So ging es zwei Stunden, bis wir zum Scutarisee kamen. Gleichzeitig mit der Rjeka ergießt sich die von Nordosten kommende Muraca, ebenfalls als stagnirendes Wasser, in den See. Wir sind bereits in der Türkei. Auf einer Felseninsel, gleich am nördlichen Theile des Sees, wo dieser noch ziemlich schmal ist, liegt ein türkisches Fort; es könnte mit seinen Kanonen leichthin die Passage von jeglichem Schiffe auf beiden Seiten verhindern. Als wir in die Nähe desselben gekommen, luden meine Montenegriner die mitgenommenen Hinterlader und stellten sie mit den Mündungen herausfordernd an den Rand des Bootes, der den Türken zugekehrt war. Die Besatzung des Forts erschien zwar auf den Wällen, aber da der Krieg factisch noch nicht erklärt war, kam es zu keinen Feindseligkeiten. Ich glaube gar nicht, daß das Fort Kanonen besaß, denn die hierzu bestimmten Schießscharten erschienen leer. Immer weiter schwamm die Barke, von kräftigen Fäusten getrieben, auf dem schönen klaren See; immer heißer brannte die Sonne und zeigte die kahlen steilen Berge, die im Norden und Westen den See einrahmen, in ihren feinsten Contouren. Kein Schiff, kein Nachen begegnete uns. Höchst selten zeigte sich ein armes Fischerdörfchen am Ufer, nur zahlreiche weiße Reiher flogen an uns vorüber, und einzelne scheue Pelikane schwammen auf der ebenen Fluth, gleich kleinen Schiffen ohne Mast, doch mit weit vorragendem Bugspriet. Ganz fern im Norden Montenegros zog ein Gewitter zusammen. Es war elf Uhr Morgens, als meine Begleiter nach sechsstündiger Fahrt erklärten (einer derselben sprach etwas italienisch), wir hätten den halben Weg zurückgelegt und sie wollten jetzt rasten und essen. Zu dem Zweck wurde auf eine Felsenklippe zugerudert, die ziemlich weit in den See vorragte und an deren Hang zwei Bäume ihren Schatten warfen, die einzigen in der ganzen Gegend. Ich hatte ein halbes Lamm braten lassen und mitgenommen, sowie für Wein gesorgt.

Nach halbstündiger Rast ging es abermals vorwärts, gegen Scutari zu. Das Gewitter folgte uns langsam nach, begleitet von der eigenthümlichen stechenden Sonnenhitze. Um drei Uhr war die Sonne so brennend heiß, daß meine Leute stets trinken und Kopf und Hände mit dem kühlen Seewasser benetzen mußten. Ich hatte unvorsichtiger Weise den Rock ausgezogen und saß in weißen Hemdärmeln, den Kopf und einen Theil der Schultern wohl durch einen breitrandigen Panamahut geschützt, aber meine beiden Arme derart dem Sonnenstich ausgesetzt, daß sie bei meiner Ankunft in Scutari roth angeschwollen waren und heftig schmerzten. Je mehr wir uns Scutari näherten, desto häufiger wurden die Dörfer am Seeufer und die Nachen, welche, von der Stadt kommend, uns begegneten.

• _ERFASSTE DATEN_:
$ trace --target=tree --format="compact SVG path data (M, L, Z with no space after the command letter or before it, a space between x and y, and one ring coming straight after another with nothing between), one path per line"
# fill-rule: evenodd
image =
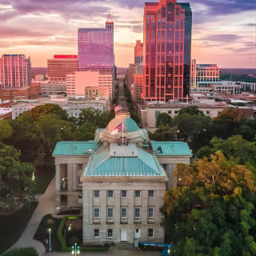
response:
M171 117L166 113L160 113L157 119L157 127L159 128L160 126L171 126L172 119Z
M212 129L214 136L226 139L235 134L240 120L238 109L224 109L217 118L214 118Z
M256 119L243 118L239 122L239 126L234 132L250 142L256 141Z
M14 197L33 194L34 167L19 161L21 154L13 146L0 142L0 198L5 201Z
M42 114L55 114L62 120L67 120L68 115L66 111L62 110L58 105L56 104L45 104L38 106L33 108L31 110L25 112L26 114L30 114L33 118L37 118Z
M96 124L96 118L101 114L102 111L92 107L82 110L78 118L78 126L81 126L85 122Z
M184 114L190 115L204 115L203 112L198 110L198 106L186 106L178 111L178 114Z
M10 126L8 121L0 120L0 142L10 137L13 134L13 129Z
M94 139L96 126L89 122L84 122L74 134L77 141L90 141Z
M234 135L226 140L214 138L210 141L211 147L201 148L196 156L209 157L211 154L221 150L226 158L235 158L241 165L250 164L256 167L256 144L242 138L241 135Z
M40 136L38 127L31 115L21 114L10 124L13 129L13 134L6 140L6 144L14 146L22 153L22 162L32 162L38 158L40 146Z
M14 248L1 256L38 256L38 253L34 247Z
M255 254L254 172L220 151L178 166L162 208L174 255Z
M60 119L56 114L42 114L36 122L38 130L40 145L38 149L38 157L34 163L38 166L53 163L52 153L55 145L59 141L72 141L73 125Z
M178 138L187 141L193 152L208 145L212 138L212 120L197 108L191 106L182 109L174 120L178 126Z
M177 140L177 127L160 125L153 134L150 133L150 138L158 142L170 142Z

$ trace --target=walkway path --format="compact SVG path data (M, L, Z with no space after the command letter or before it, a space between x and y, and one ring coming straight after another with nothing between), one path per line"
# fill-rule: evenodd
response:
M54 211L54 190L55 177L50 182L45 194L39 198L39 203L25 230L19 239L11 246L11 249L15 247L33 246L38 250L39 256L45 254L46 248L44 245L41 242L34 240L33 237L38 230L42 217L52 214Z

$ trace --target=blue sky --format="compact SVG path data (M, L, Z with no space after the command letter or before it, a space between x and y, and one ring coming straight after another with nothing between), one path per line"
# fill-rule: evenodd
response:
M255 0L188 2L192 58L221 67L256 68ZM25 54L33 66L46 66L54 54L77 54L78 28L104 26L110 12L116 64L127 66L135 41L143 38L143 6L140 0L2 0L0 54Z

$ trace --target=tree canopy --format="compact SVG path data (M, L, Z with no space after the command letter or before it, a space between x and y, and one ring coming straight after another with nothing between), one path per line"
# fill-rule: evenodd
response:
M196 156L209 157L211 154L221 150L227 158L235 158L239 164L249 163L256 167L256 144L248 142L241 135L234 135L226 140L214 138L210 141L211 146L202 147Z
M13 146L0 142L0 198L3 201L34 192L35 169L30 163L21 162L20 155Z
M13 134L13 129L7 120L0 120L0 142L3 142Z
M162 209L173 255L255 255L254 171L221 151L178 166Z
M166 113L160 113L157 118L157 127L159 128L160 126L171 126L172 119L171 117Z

• _DEINE AUFGABE_:
Erkläre mit Hilfe des Übungstexts, weshalb es am türkischen Fort zu keinen Feindseligkeiten kam, obwohl die Montenegriner ihre Hinterlader geladen hatten. Antworte in ein bis drei Sätzen.

• _GELÖSTE AUFGABE_:
Der Krieg war zu diesem Zeitpunkt faktisch noch nicht erklärt. Deshalb kam es zu keinen Feindseligkeiten, obwohl die Besatzung des Forts auf den Wällen erschien.